EXERCISE REQUIREMENTS ▸
1. Answer these from the Jylan Ware text:
(a) What is Ware's listed weight?
(b) Which college team did he play for?
(c) Which team picked him in the 2017 NFL draft, and in what round?
2. From the Jylan Ware text, copy everything from "Jylan Ware (born" down to "the Oakland Raiders." word for word.

== GIVEN TEXT ==

Personal information
- Born: October 16, 1993 (age 32) Valley, Alabama, U.S.
- Listed height: 6 ft 7 in (2.01 m)
- Listed weight: 317 lb (144 kg)

Career information
- High school: Valley
- College: Alabama State
- NFL draft: 2017: 7th round, 231st overall pick

Career history
- Oakland Raiders (2017); New York Giants (2018–2019)*; Washington Redskins (2019)*;
- * Offseason or practice squad member only

Career NFL statistics
- Games played: 1
- Stats at Pro Football Reference

= Jylan Ware =

American football player (born 1993)

Jylan Ware (born October 16, 1993) is an American former professional football player who was an offensive tackle in the National Football League (NFL). He played college football for the Alabama State Hornets, and was selected in the seventh round of the 2017 NFL draft by the Oakland Raiders.

== College career ==
Playing at Alabama State University, Ware started for three years. His main tools in college were above-average athleticism and good hands.

===
== LISTED RECORDS ==

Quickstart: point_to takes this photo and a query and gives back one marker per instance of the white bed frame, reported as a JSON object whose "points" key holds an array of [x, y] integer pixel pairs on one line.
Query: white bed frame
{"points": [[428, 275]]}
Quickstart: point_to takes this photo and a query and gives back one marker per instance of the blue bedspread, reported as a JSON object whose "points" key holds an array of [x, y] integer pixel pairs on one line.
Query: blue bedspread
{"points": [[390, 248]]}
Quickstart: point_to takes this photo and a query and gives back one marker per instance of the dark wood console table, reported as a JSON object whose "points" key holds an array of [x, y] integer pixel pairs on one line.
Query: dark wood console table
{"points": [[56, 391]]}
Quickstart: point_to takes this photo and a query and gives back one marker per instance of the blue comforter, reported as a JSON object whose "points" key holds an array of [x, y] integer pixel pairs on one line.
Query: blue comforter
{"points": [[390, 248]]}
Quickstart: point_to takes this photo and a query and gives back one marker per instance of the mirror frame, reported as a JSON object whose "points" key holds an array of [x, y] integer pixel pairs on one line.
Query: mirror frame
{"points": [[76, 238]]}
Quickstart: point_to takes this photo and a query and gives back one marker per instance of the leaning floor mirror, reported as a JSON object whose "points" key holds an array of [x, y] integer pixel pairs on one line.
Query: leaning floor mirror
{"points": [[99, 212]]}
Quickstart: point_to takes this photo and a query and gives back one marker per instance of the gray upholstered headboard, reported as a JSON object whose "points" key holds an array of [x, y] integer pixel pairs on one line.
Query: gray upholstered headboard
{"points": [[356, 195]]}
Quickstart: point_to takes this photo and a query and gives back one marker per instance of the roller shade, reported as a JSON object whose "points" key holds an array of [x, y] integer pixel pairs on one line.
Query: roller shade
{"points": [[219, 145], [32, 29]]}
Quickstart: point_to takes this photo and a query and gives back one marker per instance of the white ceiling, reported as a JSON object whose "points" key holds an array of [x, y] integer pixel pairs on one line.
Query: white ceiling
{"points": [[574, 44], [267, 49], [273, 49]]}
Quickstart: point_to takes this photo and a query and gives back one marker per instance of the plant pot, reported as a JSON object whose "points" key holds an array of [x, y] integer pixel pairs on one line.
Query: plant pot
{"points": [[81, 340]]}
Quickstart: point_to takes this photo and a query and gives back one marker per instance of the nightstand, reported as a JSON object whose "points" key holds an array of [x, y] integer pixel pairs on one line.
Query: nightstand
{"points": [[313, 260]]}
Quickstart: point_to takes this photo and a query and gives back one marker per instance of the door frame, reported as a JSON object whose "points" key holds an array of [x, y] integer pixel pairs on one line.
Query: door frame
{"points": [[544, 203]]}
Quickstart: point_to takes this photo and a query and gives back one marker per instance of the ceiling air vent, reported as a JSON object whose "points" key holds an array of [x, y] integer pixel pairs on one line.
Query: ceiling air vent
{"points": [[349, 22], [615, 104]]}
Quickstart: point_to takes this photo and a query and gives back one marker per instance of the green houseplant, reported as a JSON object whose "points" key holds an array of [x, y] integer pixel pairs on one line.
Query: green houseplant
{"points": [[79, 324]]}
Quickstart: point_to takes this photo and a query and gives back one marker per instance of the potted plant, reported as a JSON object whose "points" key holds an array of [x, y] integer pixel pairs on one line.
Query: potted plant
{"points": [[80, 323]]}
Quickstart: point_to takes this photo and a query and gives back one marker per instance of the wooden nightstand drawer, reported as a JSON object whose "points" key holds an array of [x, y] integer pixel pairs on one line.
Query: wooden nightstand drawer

===

EXERCISE RESPONSES ▸
1.
(a) 317 lb (144 kg)
(b) The Alabama State Hornets
(c) The Oakland Raiders, in the seventh round

2.
Jylan Ware (born October 16, 1993) is an American former professional football player who was an offensive tackle in the National Football League (NFL). He played college football for the Alabama State Hornets, and was selected in the seventh round of the 2017 NFL draft by the Oakland Raiders.